| Stated goal A |
In the methods text, which river was the surface stream sediment collected from?

| Text |
Materials and methods

In this study, we collected surface stream sediment from Jiehe River which was contaminated by gold mining in Zhaoyuan, Shandong Province. Chemical speciation of As was analyzed by a modified three-step BCR sequential extraction procedure. The sediment microscopic morphological characteristics and elemental composition on the surface of the sediment were analyzed by scanning electron microscope-energy dispersive spectrometer (SEM-EDS). Release kinetics of As were studied by a simulated leaching experiment using a stirred-flow reactor and a two-site equilibrium-kinetic model.

| Stated goal B |
In the records, take the lines from the one containing "Target phrase = black ornamental finial" through the end of the records and substitute "whole-number pixels" for "integer pixels", changing nothing else. Give back only those lines.

| Stored records |
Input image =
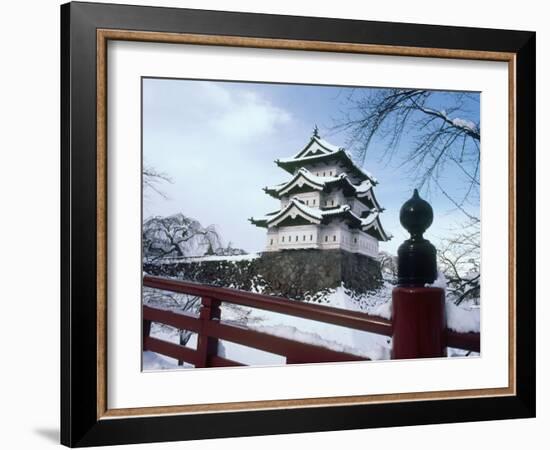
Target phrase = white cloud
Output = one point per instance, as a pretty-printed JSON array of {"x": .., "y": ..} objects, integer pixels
[{"x": 250, "y": 116}]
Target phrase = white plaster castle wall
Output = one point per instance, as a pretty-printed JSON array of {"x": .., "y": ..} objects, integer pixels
[
  {"x": 333, "y": 236},
  {"x": 356, "y": 205},
  {"x": 329, "y": 170},
  {"x": 312, "y": 199}
]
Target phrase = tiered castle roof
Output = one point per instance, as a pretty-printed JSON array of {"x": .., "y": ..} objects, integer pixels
[{"x": 353, "y": 182}]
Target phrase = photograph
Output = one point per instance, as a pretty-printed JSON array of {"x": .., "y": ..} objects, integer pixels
[{"x": 279, "y": 220}]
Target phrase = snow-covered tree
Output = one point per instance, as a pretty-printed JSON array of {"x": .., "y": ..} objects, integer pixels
[
  {"x": 177, "y": 236},
  {"x": 444, "y": 135}
]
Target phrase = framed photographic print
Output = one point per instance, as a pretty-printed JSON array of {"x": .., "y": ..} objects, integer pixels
[{"x": 277, "y": 224}]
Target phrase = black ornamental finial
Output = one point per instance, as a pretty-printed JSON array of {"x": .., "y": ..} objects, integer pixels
[
  {"x": 316, "y": 131},
  {"x": 416, "y": 257}
]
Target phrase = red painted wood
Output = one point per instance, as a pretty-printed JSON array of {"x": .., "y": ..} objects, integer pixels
[
  {"x": 464, "y": 341},
  {"x": 218, "y": 361},
  {"x": 418, "y": 316},
  {"x": 297, "y": 352},
  {"x": 180, "y": 320},
  {"x": 207, "y": 344},
  {"x": 350, "y": 319},
  {"x": 146, "y": 330},
  {"x": 172, "y": 350}
]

| Response A |
The Jiehe River, in Zhaoyuan, Shandong Province.

| Response B |
Target phrase = black ornamental finial
Output = one point per instance, as a pretty-printed JSON array of {"x": .., "y": ..} objects, whole-number pixels
[
  {"x": 316, "y": 131},
  {"x": 416, "y": 257}
]
Target phrase = red painted wood
Output = one point per instance, as a pretty-printed JSON array of {"x": .., "y": ..} objects, whole-number pixels
[
  {"x": 464, "y": 341},
  {"x": 218, "y": 361},
  {"x": 418, "y": 316},
  {"x": 297, "y": 352},
  {"x": 180, "y": 320},
  {"x": 207, "y": 344},
  {"x": 350, "y": 319},
  {"x": 146, "y": 330},
  {"x": 172, "y": 350}
]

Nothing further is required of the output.